Service(s) working on this project
In this study, we monitor patients suffering from Lyme borreliosis for a period of 6 months to 2 years after the diagnosis. We collect information on persistent complaints and the cost price of diagnosing and treating the disease. We are also conducting further research into the occurrence of other pathogens that are transmitted by ticks. The study will provide greater clarity about diseases transmitted by ticks in Belgium. This information is important for health workers, patients (associations) and policy makers.
Lyme borreliosis is an infectious disease caused by a bacterium of the Borrelia burgdorferi sensu lato complex, transmitted to humans through a bite from an infected tick (primarily Ixodes ricinus). The disease manifests itself in a variety of clinical symptoms: dermatological, neurological, joint and, more rarely, cardiac or ophthalmological disorders. Despite adequate treatment with antibiotics, some patients report a number of non-specific symptoms, such as fatigue, musculoskeletal pain or cognitive impairments, over a longer period of time. If these persist for longer than 6 months after the treatment and are so serious that they have an impact on the patient’s daily activities, this syndrome is described as PTLDS (Post-Treatment Lyme Disease Syndrome). The precise cause of this syndrome is not yet known and only a few scientific studies have been conducted on the possible risk factors. One of the hypotheses is that co-infections by other pathogens transmitted by ticks (such as Anaplasma spp. or Babesia spp.) stimulate the development of PTLDS.

▶ **Point localization records**:
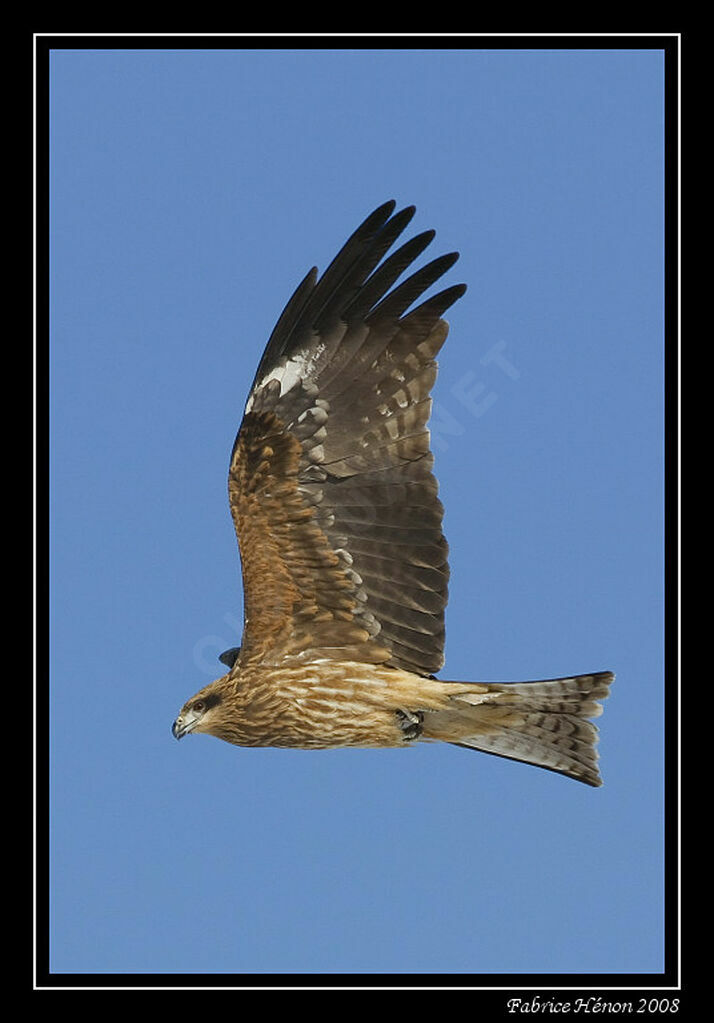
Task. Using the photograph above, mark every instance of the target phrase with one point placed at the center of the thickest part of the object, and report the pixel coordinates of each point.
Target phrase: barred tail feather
(542, 723)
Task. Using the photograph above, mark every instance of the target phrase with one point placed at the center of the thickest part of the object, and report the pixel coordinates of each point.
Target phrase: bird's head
(204, 712)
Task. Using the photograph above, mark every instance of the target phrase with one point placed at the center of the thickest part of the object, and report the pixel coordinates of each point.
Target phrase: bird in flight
(344, 561)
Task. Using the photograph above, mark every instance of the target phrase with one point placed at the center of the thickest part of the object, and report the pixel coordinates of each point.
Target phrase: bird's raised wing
(330, 481)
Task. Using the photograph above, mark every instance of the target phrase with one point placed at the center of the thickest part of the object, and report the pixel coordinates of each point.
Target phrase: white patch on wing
(289, 372)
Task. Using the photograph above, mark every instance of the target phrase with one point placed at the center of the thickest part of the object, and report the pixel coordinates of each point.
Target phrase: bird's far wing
(330, 484)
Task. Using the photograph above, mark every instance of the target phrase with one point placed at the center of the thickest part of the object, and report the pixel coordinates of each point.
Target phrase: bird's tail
(542, 723)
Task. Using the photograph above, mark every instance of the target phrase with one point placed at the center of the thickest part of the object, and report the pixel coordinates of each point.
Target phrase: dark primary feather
(330, 482)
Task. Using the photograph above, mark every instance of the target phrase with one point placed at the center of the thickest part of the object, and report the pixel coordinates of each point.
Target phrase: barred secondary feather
(345, 565)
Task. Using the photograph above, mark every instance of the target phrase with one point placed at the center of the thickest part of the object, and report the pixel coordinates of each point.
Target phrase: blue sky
(190, 191)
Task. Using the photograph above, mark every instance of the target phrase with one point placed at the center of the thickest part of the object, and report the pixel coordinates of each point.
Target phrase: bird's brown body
(340, 528)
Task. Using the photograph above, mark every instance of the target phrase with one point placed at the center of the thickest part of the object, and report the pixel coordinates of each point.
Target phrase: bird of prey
(340, 531)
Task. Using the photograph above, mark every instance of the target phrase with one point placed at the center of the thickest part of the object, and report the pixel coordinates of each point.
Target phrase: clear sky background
(190, 191)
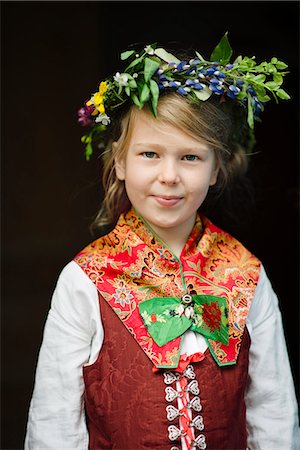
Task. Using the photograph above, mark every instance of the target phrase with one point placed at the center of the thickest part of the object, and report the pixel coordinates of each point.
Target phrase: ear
(120, 164)
(214, 175)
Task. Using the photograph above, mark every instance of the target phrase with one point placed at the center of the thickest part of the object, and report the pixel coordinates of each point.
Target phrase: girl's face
(167, 174)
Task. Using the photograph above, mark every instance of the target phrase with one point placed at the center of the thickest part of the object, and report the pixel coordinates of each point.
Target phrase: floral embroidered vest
(131, 264)
(130, 406)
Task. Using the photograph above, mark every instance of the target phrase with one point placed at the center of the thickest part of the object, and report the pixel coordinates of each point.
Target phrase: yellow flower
(102, 87)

▶ **YOUR INSTRUCTIONS**: Please summarize the Lyme borreliosis study text in two sentences. The records are separate material and are unrelated to the Lyme borreliosis study text.

▶ **SOLUTION**: The study follows patients with Lyme borreliosis for 6 months to 2 years after diagnosis, collecting information on persistent complaints and on the cost of diagnosis and treatment while also looking for other tick-borne pathogens in Belgium. Lyme borreliosis is a tick-transmitted bacterial infection, and some patients keep having non-specific symptoms after antibiotic treatment, a syndrome called PTLDS whose cause is unknown; one hypothesis is that co-infections with other tick-borne pathogens contribute to it.